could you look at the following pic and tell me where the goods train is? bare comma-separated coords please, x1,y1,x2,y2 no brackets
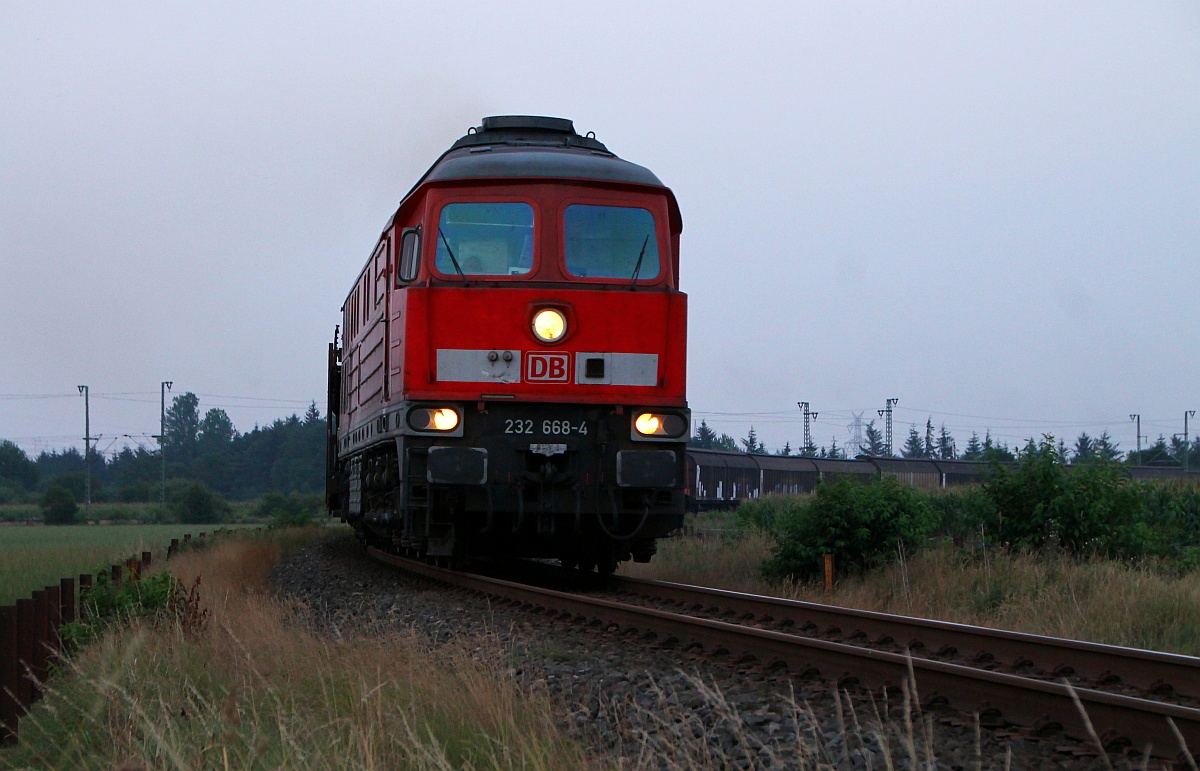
326,116,688,572
685,449,1200,510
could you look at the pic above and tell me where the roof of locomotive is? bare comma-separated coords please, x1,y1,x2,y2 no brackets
402,115,666,200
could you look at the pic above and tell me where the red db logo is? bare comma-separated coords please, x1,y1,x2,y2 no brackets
525,353,569,382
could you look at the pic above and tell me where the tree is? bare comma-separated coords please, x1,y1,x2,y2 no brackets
778,442,792,456
1093,431,1121,463
0,440,37,491
173,481,227,524
164,392,201,458
935,425,957,460
303,402,321,425
741,426,765,454
961,432,983,461
825,437,844,460
980,431,1016,463
41,483,78,525
1171,435,1190,466
713,433,739,451
1072,432,1094,464
901,426,924,459
860,421,888,456
799,436,819,457
923,419,936,459
690,419,718,449
198,408,237,447
1127,435,1175,466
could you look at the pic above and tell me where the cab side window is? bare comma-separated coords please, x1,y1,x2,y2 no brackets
397,227,421,285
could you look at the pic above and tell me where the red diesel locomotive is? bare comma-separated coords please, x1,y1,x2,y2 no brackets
326,116,688,572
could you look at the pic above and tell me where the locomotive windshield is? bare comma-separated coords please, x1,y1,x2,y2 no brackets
435,202,534,276
564,204,659,280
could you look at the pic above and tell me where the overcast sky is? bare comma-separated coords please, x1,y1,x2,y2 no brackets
2,1,1198,459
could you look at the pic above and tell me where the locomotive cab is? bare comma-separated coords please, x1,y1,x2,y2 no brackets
328,116,688,573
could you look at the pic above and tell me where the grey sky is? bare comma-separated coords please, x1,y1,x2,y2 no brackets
2,2,1198,458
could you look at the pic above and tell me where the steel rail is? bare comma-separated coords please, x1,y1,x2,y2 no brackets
608,575,1200,699
367,548,1200,758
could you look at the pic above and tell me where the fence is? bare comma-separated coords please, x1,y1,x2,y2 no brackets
0,527,257,744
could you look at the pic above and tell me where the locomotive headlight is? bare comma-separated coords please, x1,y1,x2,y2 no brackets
431,408,459,430
635,413,661,435
633,412,688,439
408,407,461,432
532,308,566,343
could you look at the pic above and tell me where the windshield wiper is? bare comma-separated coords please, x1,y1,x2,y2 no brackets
438,228,470,286
629,234,650,291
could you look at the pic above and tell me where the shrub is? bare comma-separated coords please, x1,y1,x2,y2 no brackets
171,481,229,524
926,486,997,543
61,568,184,651
735,494,809,533
255,491,321,527
41,483,79,525
982,438,1153,557
1142,481,1200,560
762,476,937,582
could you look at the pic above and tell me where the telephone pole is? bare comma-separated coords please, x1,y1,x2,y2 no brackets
798,402,818,456
160,380,173,507
878,398,898,457
1129,414,1142,459
77,385,94,518
1186,410,1196,472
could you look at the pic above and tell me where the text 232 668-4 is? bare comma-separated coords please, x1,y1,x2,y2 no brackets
504,419,589,436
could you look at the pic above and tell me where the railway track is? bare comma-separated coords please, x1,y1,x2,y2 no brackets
366,548,1200,761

◆ ◆ ◆ ◆ ◆ ◆ ◆

## PROBLEM TO WORK ON
Skipping any pictures, transcribe the full listing exactly.

## OUTPUT OF THE EXERCISE
could you look at the following pic and tell me where the goods train is? bare comma-separated coords please, x1,y1,x2,y2 no brackets
326,116,688,572
685,449,1200,510
could you look at the pic above and tell me where the roof of locomotive is? bare comma-separated coords please, x1,y1,x2,y2 no brackets
402,115,666,200
could you look at the pic above and tell me where the red db logo is? bare comma-separated coords please, x1,y1,x2,y2 no brackets
525,353,569,382
could you look at the pic above and tell me where the tree is? bare comma-separated coords please, x1,y1,x2,y2 no brackets
778,442,792,456
1093,431,1121,463
0,440,37,491
173,481,227,524
164,392,201,458
935,425,957,460
303,402,321,425
741,426,765,454
961,432,983,461
825,437,844,460
980,431,1016,463
41,483,78,525
1171,435,1190,466
713,433,739,451
1072,432,1094,464
901,426,924,459
860,421,888,456
799,436,819,457
923,419,936,459
690,419,718,449
198,408,237,447
1127,435,1175,466
could you look at the pic above and tell me where the cab side window is? bare comma-separated coords please, x1,y1,x2,y2 no brackets
397,227,421,285
could you look at the pic above and tell me where the red diesel locomotive is? bare comma-separated coords please, x1,y1,x2,y2 no brackets
326,116,688,572
could you look at the pic above and tell me where the locomotive windshield is? bare comma-separated coords please, x1,y1,x2,y2 no brackets
435,202,534,276
564,204,659,280
could you look at the pic above and tell me where the overcast sky is? bare comma-separated coords please, x1,y1,x2,y2 no brackets
2,1,1198,459
could you look at the pic above and tell me where the locomotive cab is? bare comma-separated coords please, x1,y1,x2,y2 no brackets
328,116,688,573
could you look at the pic above and tell me where the grey sky is? bare comma-separated coords please, x1,y1,x2,y2 no brackets
2,2,1198,458
could you look at the pic above and tell me where the steel rail is? bare comma-separated coords please, x1,y1,x2,y2 no brackets
608,575,1200,699
367,548,1200,758
could you look at the pic above and tell me where the fence is? bare comma-separated coords please, x1,y1,x2,y2 no brackets
0,527,257,744
could you look at the pic above and tell me where the locomotive headlight is? bare comma-separated coords please, x1,y1,x2,y2 no brackets
431,408,459,430
635,413,661,435
633,412,688,439
408,407,461,432
532,308,566,343
could you look at the pic above and tell me where the windshield wiper is? bare comma-separated coords please, x1,y1,x2,y2 no brackets
438,228,470,286
629,234,650,291
could you look at the pic above and tell me where the shrub is? bare comma-separated coords please, x1,y1,x2,y2 no brackets
171,481,229,524
926,486,997,543
61,568,184,651
735,494,809,533
255,491,321,527
41,483,79,525
982,438,1153,557
1142,481,1200,560
762,476,937,582
could you look at the pic above and tell me where the telephone pole is? bare comma-separated coords please, x1,y1,x2,y2 no brackets
798,402,818,456
160,380,173,507
878,398,898,457
1129,414,1142,459
77,385,94,518
1186,410,1196,472
could you look at the pic above and tell me where the text 232 668-4 is? bare comma-separated coords please, x1,y1,x2,y2 no brackets
504,419,589,436
could you look at the pic above and tell me where the railway track is? bare comma-separated coords please, x1,y1,x2,y2 no brackets
366,548,1200,761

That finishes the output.